(Raw records)
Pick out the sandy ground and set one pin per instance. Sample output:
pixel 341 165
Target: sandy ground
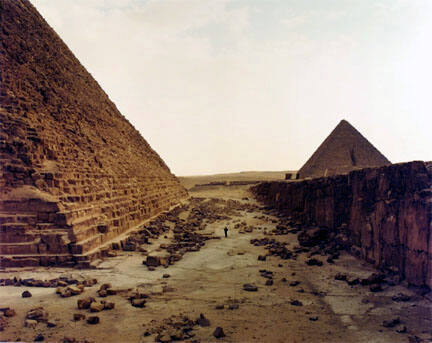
pixel 215 276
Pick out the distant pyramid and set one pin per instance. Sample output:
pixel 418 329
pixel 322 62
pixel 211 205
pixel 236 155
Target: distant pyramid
pixel 345 149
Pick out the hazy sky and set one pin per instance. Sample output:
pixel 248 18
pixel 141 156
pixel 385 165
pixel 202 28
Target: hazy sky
pixel 234 85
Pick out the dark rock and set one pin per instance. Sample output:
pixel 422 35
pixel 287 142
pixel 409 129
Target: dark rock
pixel 314 262
pixel 202 321
pixel 340 277
pixel 401 329
pixel 250 287
pixel 93 320
pixel 391 323
pixel 84 304
pixel 296 303
pixel 26 294
pixel 218 333
pixel 78 316
pixel 375 288
pixel 401 297
pixel 39 338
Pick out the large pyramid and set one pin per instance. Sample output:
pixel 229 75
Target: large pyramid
pixel 74 173
pixel 345 149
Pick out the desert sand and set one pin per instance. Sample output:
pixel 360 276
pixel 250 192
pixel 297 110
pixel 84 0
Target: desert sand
pixel 302 303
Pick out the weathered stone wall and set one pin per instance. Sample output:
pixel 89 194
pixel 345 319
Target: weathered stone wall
pixel 74 173
pixel 388 212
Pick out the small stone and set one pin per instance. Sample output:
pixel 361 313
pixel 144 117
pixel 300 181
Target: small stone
pixel 9 312
pixel 26 294
pixel 84 304
pixel 30 323
pixel 138 302
pixel 102 293
pixel 391 323
pixel 250 287
pixel 78 316
pixel 401 297
pixel 314 262
pixel 51 324
pixel 340 277
pixel 375 288
pixel 74 290
pixel 105 286
pixel 296 303
pixel 203 321
pixel 109 306
pixel 218 333
pixel 401 329
pixel 93 320
pixel 96 306
pixel 39 338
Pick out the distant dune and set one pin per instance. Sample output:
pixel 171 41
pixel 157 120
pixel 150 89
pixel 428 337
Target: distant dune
pixel 190 181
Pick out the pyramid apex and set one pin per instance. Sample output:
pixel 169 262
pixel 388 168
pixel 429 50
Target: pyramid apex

**Problem description**
Rewrite all of the material with "set one pin" swapped for "place one point" everywhere it occurs, changing nothing else. Omit the pictures from your answer.

**Solution for this exercise**
Pick out the sandy ground and place one point per instance. Sample output:
pixel 341 165
Target: sandy ground
pixel 215 276
Pick out the distant pyramid and place one point per instance. Sample output:
pixel 418 329
pixel 322 62
pixel 211 205
pixel 236 155
Target: distant pyramid
pixel 345 149
Pick out the hazy sky and place one point per instance. Sample output:
pixel 248 18
pixel 141 156
pixel 385 165
pixel 202 28
Target: hazy sky
pixel 234 85
Pick out the dark rock and place one point per instance. Sample output:
pixel 422 35
pixel 287 142
pixel 409 129
Target: dark rock
pixel 314 262
pixel 202 321
pixel 340 277
pixel 401 329
pixel 250 287
pixel 93 320
pixel 391 323
pixel 84 304
pixel 296 303
pixel 26 294
pixel 218 333
pixel 78 316
pixel 375 288
pixel 401 297
pixel 39 338
Pick out the large pyramid and place one point per instance. Sample output:
pixel 229 75
Target: large pyramid
pixel 74 173
pixel 345 149
Pick out the desert sand and place one point per instance. Sample output:
pixel 360 276
pixel 250 192
pixel 297 110
pixel 84 0
Target: desert sand
pixel 302 303
Pick out the weathered stone wall and place one point per instance. Sample output:
pixel 89 194
pixel 345 319
Target: weathered stone wall
pixel 74 173
pixel 388 212
Pick out the small stone and place one point per instance. Sample output:
pixel 361 313
pixel 144 117
pixel 300 181
Target: small stone
pixel 9 312
pixel 26 294
pixel 84 304
pixel 30 323
pixel 138 302
pixel 102 293
pixel 391 323
pixel 250 287
pixel 78 316
pixel 401 297
pixel 314 262
pixel 51 324
pixel 340 277
pixel 375 288
pixel 74 290
pixel 105 286
pixel 296 303
pixel 203 321
pixel 109 306
pixel 218 333
pixel 401 329
pixel 93 320
pixel 96 306
pixel 39 338
Pick out the distant dune and place one point per instance. Sample output:
pixel 171 41
pixel 157 120
pixel 150 89
pixel 428 337
Target: distant dune
pixel 190 181
Pick out the pyramid apex and place one point per instance. Sample output:
pixel 169 262
pixel 388 168
pixel 429 50
Target: pyramid apex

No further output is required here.